### PROBLEM DETAILS
Using the data beneath, show every line that includes the word "task".

====================

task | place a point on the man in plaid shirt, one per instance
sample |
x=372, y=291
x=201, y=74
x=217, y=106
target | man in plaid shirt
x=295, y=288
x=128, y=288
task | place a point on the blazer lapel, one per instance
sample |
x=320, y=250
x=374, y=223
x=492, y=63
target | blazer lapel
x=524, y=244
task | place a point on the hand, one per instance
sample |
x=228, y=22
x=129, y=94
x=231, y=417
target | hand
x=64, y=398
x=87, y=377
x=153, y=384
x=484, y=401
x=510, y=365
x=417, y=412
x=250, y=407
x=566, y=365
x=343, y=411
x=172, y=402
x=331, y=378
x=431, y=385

====================

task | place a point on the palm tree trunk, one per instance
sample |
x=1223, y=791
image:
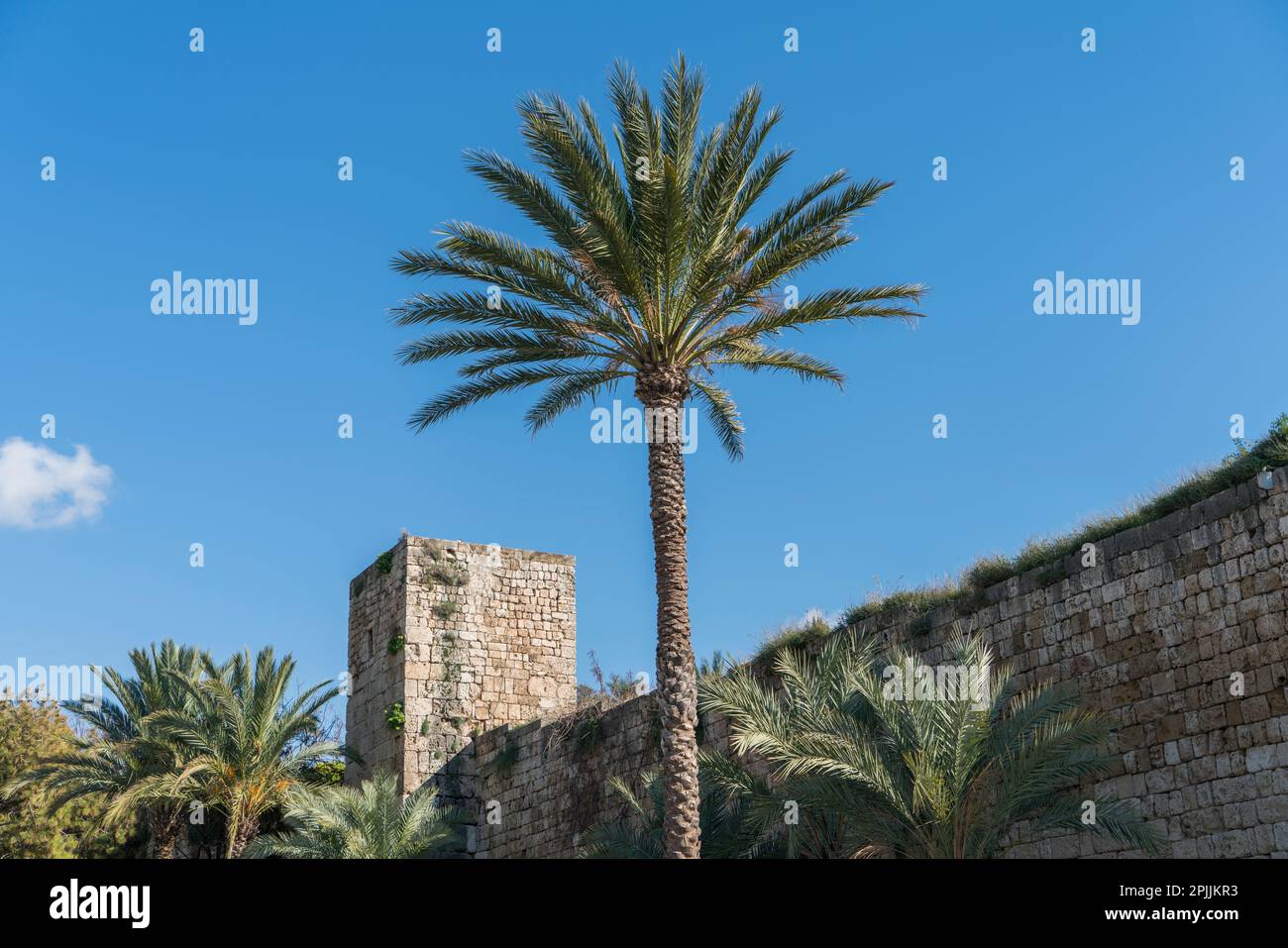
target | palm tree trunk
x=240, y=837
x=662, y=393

====================

### EXERCISE OUTPUT
task | place a point on the man in plaid shirt, one per instance
task | place a point on the blazer lapel, one per instance
task | place a point on the hand, one per instance
task | place a point on the palm tree trunk, one per instance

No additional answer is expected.